» Fragmento elegido
....
Es un documental no solo interesante por los testimonios que recoge, sino por cómo se articula a través de un fetiche, el Dacia, un símbolo de la Rumanía comunista, ahora en manos francesas. Los hechos históricos son conocidos. Los líderes comunistas rumanos se negaron a ser el país agrícola del COMECON –el mercado común socialista que impulsó la URSS-, el papel que les habían asignado en Moscú, e iniciaron una vía divergente en la que primaba su industrialización. Ese coche era el símbolo de su independencia.
De todos los conductores de Dacias que salen en la película, el que tiene un testimonio más impactante es un viejo conocido valenciano, Miodrag Belodedici. Cuando he hablado con ex compañeros suyos del Steaua de Bucarest me decían que era un tipo muy callado, que había que arrancarle las palabras. Aquí, sin embargo, no da esa impresión.
Su historia tampoco es desconocida. Huyó en un Dacia de la Rumanía de Ceaucescu para pedir asilo político en Yugoslavia, aunque había sido campeón de Europa con el Steaua un par de años atrás. Sorprende cuando entra en los detalles de la historia. Dice que vio cómo fusilaban a gente al lado de su pueblo por haber intentado cruzar la frontera, que lo mejor que te podía pasar es que los soldados te dieran una paliza. En su caso, pertenecía a la minoría serbia de Rumanía, podía ir a ver a sus parientes, y en una de esas se quedó.
....
» Qué se pide
Enumera, por favor, todos los países y ciudades que se nombran en el fragmento sobre el documental del Dacia. Para responder, basta con el fragmento sobre el documental del Dacia.

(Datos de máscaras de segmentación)
....
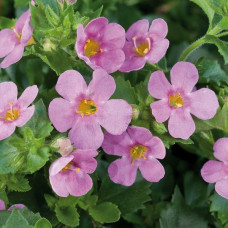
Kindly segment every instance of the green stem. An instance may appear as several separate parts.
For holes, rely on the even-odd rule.
[[[184,61],[192,51],[194,51],[196,48],[199,48],[203,44],[204,44],[204,36],[196,40],[190,46],[188,46],[182,53],[181,57],[179,58],[179,61]]]
[[[218,35],[216,35],[217,37],[222,37],[222,36],[228,36],[228,32],[221,32]]]

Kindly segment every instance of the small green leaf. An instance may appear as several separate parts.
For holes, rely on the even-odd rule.
[[[228,42],[222,41],[216,36],[206,35],[205,42],[217,46],[219,53],[223,56],[225,64],[228,64]]]
[[[52,225],[47,219],[41,218],[36,222],[34,228],[52,228]]]
[[[120,219],[120,211],[117,205],[105,202],[89,209],[89,214],[97,222],[111,223]]]

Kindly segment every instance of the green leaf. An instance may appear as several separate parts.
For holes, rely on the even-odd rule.
[[[113,183],[107,177],[101,184],[98,202],[112,202],[116,204],[123,215],[134,212],[144,208],[143,204],[150,200],[150,185],[151,183],[140,180],[130,187],[125,187]]]
[[[120,219],[120,211],[118,207],[109,202],[98,204],[89,209],[92,218],[101,223],[117,222]]]
[[[216,60],[203,60],[199,66],[199,74],[198,83],[216,83],[218,86],[221,82],[228,84],[228,75]]]
[[[209,19],[209,28],[212,26],[212,20],[214,17],[214,10],[210,7],[208,0],[190,0],[191,2],[194,2],[199,7],[202,8],[204,13],[207,15]]]
[[[160,217],[161,228],[171,227],[197,227],[207,228],[207,220],[200,211],[193,210],[184,202],[178,187],[175,188],[172,203],[167,206]]]
[[[116,82],[116,90],[112,95],[112,99],[124,99],[129,104],[136,104],[136,95],[131,83],[125,81],[122,76],[117,76],[114,79]]]
[[[222,224],[228,222],[228,200],[218,195],[216,192],[210,197],[210,211],[217,213]]]
[[[55,213],[58,220],[67,226],[79,225],[79,214],[75,206],[55,207]]]
[[[41,218],[36,222],[34,228],[52,228],[52,225],[47,219]]]
[[[51,134],[53,127],[47,116],[46,107],[41,99],[35,103],[35,113],[21,128],[21,131],[26,127],[29,127],[32,130],[34,137],[36,138],[46,138]]]
[[[14,0],[14,7],[18,8],[21,6],[26,6],[28,5],[30,0]]]
[[[225,64],[228,64],[228,42],[222,41],[216,36],[206,35],[205,42],[217,46],[219,53],[223,56]]]
[[[11,215],[9,216],[6,224],[2,226],[3,228],[31,228],[27,220],[22,216],[20,210],[13,209]]]
[[[7,17],[0,17],[0,29],[11,28],[15,25],[17,19],[9,19]]]

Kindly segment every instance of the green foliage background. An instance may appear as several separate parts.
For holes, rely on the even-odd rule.
[[[28,9],[28,3],[1,1],[0,29],[14,25],[14,18]],[[29,85],[39,87],[35,115],[0,142],[0,198],[8,206],[23,203],[29,210],[0,212],[0,226],[227,228],[228,201],[200,176],[202,165],[214,159],[214,142],[228,136],[227,1],[78,0],[72,6],[65,4],[62,10],[56,0],[36,0],[36,4],[30,5],[36,44],[26,48],[20,62],[0,69],[0,82],[14,81],[20,92]],[[57,96],[57,76],[65,70],[76,69],[87,82],[91,80],[92,70],[74,51],[75,34],[78,24],[86,25],[100,15],[126,30],[143,18],[151,22],[161,17],[168,23],[170,47],[158,65],[112,75],[117,84],[113,98],[125,99],[139,111],[132,124],[150,129],[163,140],[166,175],[159,183],[148,183],[138,175],[131,187],[116,185],[107,175],[107,166],[115,157],[100,149],[99,165],[92,174],[93,189],[83,197],[61,198],[54,195],[48,182],[48,168],[58,158],[51,144],[59,135],[48,119],[47,107]],[[211,120],[196,119],[195,134],[180,140],[172,138],[166,124],[158,124],[152,117],[149,104],[153,98],[147,83],[153,71],[162,69],[168,77],[169,69],[186,58],[199,70],[197,88],[213,89],[220,108]]]

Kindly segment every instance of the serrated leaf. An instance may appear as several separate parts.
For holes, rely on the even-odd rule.
[[[190,0],[191,2],[194,2],[199,7],[202,8],[204,13],[207,15],[209,19],[209,28],[212,26],[212,20],[214,17],[214,10],[210,7],[208,0]]]
[[[18,209],[13,209],[11,215],[6,221],[6,224],[2,228],[31,228],[27,220],[22,216]]]
[[[124,99],[129,104],[136,104],[136,95],[131,83],[125,81],[121,76],[117,76],[114,79],[116,82],[116,90],[112,95],[112,99]]]
[[[161,213],[161,228],[197,227],[207,228],[207,220],[197,210],[188,207],[178,187],[175,188],[172,203]]]
[[[101,223],[117,222],[120,219],[120,211],[117,205],[105,202],[89,209],[92,218]]]
[[[223,56],[225,64],[228,64],[228,42],[222,41],[216,36],[206,35],[205,42],[217,46],[219,53]]]
[[[150,200],[150,185],[151,183],[140,180],[130,187],[125,187],[111,182],[107,177],[101,184],[98,202],[112,202],[116,204],[123,215],[134,212],[143,208],[143,204]]]
[[[36,222],[34,228],[52,228],[52,225],[47,219],[41,218]]]
[[[55,207],[55,213],[58,220],[67,226],[79,225],[79,214],[75,206]]]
....
» Respuesta
- Rumanía
- URSS
- Moscú
- Bucarest
- Yugoslavia